◆ What you need to do:
Your job is to retype all of the data word for word, leaving every image out.

◆ Supplied material:
((
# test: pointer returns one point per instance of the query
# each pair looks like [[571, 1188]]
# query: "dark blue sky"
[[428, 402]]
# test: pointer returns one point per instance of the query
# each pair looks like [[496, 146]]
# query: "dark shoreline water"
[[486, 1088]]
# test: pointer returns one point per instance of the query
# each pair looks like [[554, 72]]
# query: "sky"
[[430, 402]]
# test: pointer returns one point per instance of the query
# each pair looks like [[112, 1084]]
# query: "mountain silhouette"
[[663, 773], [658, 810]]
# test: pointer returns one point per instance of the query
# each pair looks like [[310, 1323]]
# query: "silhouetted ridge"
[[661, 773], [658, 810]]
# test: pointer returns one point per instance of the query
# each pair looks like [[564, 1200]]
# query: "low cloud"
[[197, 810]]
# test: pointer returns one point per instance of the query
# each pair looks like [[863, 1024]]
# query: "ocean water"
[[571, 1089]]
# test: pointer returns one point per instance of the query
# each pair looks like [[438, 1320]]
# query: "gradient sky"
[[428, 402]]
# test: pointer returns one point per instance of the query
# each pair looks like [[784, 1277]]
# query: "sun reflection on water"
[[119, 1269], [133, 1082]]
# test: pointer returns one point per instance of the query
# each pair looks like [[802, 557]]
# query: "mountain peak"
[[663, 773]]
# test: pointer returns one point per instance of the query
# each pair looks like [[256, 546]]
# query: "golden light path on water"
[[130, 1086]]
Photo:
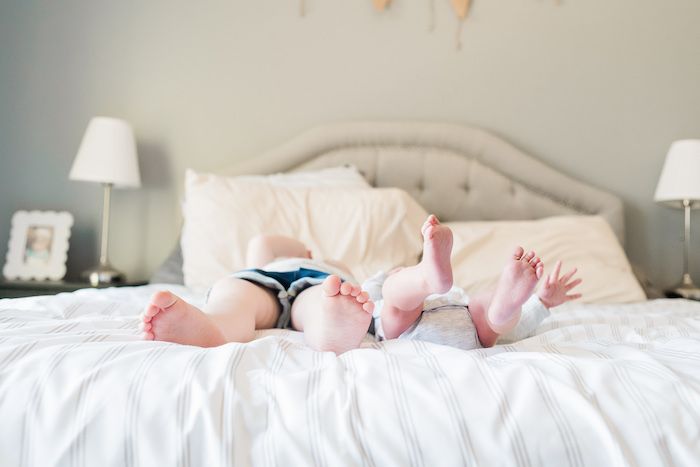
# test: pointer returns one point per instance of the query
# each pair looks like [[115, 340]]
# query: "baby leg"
[[235, 308], [333, 316], [496, 312], [405, 290]]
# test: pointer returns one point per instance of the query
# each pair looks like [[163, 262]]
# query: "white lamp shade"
[[680, 177], [107, 154]]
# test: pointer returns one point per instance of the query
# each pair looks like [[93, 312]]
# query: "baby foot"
[[171, 319], [345, 317], [437, 248], [516, 284]]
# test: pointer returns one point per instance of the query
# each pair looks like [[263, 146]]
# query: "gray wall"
[[596, 88]]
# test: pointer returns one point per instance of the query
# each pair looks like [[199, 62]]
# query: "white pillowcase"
[[586, 242], [368, 230]]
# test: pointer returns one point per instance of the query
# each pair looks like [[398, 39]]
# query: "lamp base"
[[103, 274], [685, 290]]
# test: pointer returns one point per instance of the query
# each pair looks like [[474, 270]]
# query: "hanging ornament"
[[380, 5], [461, 7]]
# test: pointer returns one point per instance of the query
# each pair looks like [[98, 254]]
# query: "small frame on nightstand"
[[18, 289]]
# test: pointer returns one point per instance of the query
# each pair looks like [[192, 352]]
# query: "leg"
[[405, 290], [263, 249], [333, 316], [496, 312], [236, 308]]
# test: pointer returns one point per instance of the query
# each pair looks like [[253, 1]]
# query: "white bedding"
[[598, 385]]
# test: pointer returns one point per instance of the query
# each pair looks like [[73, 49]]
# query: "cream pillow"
[[586, 242], [366, 229]]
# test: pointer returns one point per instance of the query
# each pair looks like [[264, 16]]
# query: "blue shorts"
[[287, 284]]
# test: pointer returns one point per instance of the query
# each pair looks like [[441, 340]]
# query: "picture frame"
[[38, 245]]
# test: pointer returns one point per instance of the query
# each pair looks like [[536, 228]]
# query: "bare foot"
[[169, 318], [516, 284], [342, 325], [437, 248]]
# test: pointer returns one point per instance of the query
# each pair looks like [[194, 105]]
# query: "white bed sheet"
[[598, 385]]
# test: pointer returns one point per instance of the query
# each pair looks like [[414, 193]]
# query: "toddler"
[[285, 287]]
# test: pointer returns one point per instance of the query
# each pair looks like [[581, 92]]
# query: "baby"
[[285, 287]]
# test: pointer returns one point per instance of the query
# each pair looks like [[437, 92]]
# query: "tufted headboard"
[[455, 171]]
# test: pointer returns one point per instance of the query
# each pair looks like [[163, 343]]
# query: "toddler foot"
[[437, 248], [516, 284], [171, 319], [345, 317]]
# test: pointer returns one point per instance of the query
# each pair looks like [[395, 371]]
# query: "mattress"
[[597, 385]]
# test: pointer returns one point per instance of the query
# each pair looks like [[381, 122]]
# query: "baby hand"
[[554, 290]]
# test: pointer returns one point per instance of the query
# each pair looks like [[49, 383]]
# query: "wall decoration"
[[460, 7], [380, 5], [38, 245]]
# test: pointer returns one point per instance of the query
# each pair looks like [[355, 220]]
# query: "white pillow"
[[366, 229], [586, 242], [346, 176]]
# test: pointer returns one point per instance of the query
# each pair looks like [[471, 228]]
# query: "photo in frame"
[[38, 245]]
))
◆ Exercise output:
# test: pointer returns one point per instance of the query
# each pair looks like [[571, 1188]]
# query: "dark blue sky"
[[428, 402]]
# test: pointer returns one point per instance of the query
# each pair looks like [[496, 146]]
# query: "dark shoreline water"
[[486, 1088]]
# test: pointer returns one point per instance of the query
# each pair looks like [[554, 72]]
# query: "sky"
[[430, 402]]
# test: pointer returns one point per instance of the query
# each pair looks like [[112, 1084]]
# query: "mountain silhouette"
[[663, 773], [658, 810]]
# test: pointer returns one point per instance of the query
# each pair looks like [[310, 1323]]
# query: "silhouetted ridge"
[[661, 773], [658, 810]]
# test: pointer returns one point per instance of the query
# each pair looks like [[564, 1200]]
# query: "low cloud"
[[197, 810]]
# test: pointer returns one point per instance of the query
# each pair looks like [[863, 1024]]
# query: "ocean water"
[[571, 1089]]
# test: pointer returns one point per instance of the query
# each pair looks like [[438, 1320]]
# query: "gradient sky"
[[428, 402]]
# test: pointer returns one point per instance of the query
# each pair looks like [[784, 1277]]
# query: "sun reflection on water"
[[119, 1269], [133, 1082]]
# test: pointer returns one point per instance of the query
# each pair looks like [[802, 557]]
# query: "mountain peak"
[[663, 773]]
# test: pointer returns one point per instance of the query
# each pair looks like [[256, 546]]
# query: "golden light path on water"
[[130, 1086]]
Photo:
# test: pointer returns one point per instance of the query
# each pair looks like [[115, 340]]
# query: "baby leg"
[[235, 308], [333, 316], [496, 312], [405, 290]]
# test: pointer returns one point per instance of the query
# each pair looks like [[163, 262]]
# query: "white lamp shade"
[[680, 177], [107, 154]]
# test: pointer returns one point per instance of the query
# each pair looks like [[93, 312]]
# query: "baby foot"
[[171, 319], [345, 317], [437, 248], [516, 284]]
# test: pointer returns one point per instance of the query
# each pair looks like [[263, 146]]
# query: "gray wall"
[[596, 88]]
# test: pointer returns one point per instance of the query
# each pair looks like [[199, 62]]
# query: "white pillowcase"
[[586, 242], [368, 230]]
# test: pointer returns one point per instance of the query
# each pair looks like [[398, 39]]
# query: "lamp base"
[[103, 274], [685, 290]]
# test: pointer returns one point per instance of the query
# each pair looks like [[474, 270]]
# query: "hanging ornament"
[[380, 5], [461, 7]]
# test: pointer returns one point per instance of the query
# each pair looks like [[98, 254]]
# query: "small frame on nightstand"
[[18, 289]]
# test: pointer returns one point per instance of the query
# each pair looks like [[192, 352]]
# query: "leg"
[[405, 290], [263, 249], [333, 316], [496, 312], [236, 308]]
# test: pointer returns one point per instance of the query
# each pair looks like [[253, 1]]
# query: "white bedding"
[[598, 385]]
# test: pointer returns one point per instance of the query
# each pair looks like [[73, 49]]
# query: "cream pillow"
[[586, 242], [366, 229]]
# test: pointer returns one point per instance of the query
# each pair looks like [[264, 16]]
# query: "blue shorts"
[[287, 284]]
# test: pointer returns one point per instance of the query
# each pair looks like [[441, 340]]
# query: "picture frame"
[[38, 245]]
# test: pointer returns one point per instance of the query
# each pair looks like [[536, 228]]
# query: "bare foot"
[[169, 318], [516, 284], [342, 325], [437, 248]]
# test: pointer returns one point per instance of the query
# each pair looks like [[194, 105]]
# query: "white bed sheet"
[[598, 385]]
# test: pointer returns one point per instance of the query
# each pair looks like [[414, 193]]
# query: "toddler"
[[285, 287]]
# test: pointer returns one point per instance of the query
# each pair looks like [[581, 92]]
# query: "baby"
[[285, 287]]
# test: pointer returns one point per instance of the query
# each pair looks like [[437, 92]]
# query: "tufted headboard"
[[455, 171]]
# test: pointer returns one point per instance of the query
# each pair looks like [[163, 343]]
# query: "toddler foot"
[[437, 248], [516, 284], [171, 319], [345, 317]]
# test: pointer returns one point per instance of the query
# each pair looks like [[395, 371]]
# query: "mattress"
[[597, 385]]
# test: pointer returns one point per instance of the query
# each pair looks like [[381, 122]]
# query: "baby hand"
[[554, 290]]
# test: pointer returns one point per instance of the query
# each pair looks like [[49, 383]]
# query: "wall decoration"
[[460, 7], [380, 5], [38, 245]]
# test: pointer returns one point per instance of the query
# each pair looks like [[355, 220]]
# query: "white pillow"
[[366, 229], [586, 242], [346, 176]]
# test: pointer returns one point per instance of the query
# each pair looks like [[471, 228]]
# query: "photo in frame"
[[38, 245]]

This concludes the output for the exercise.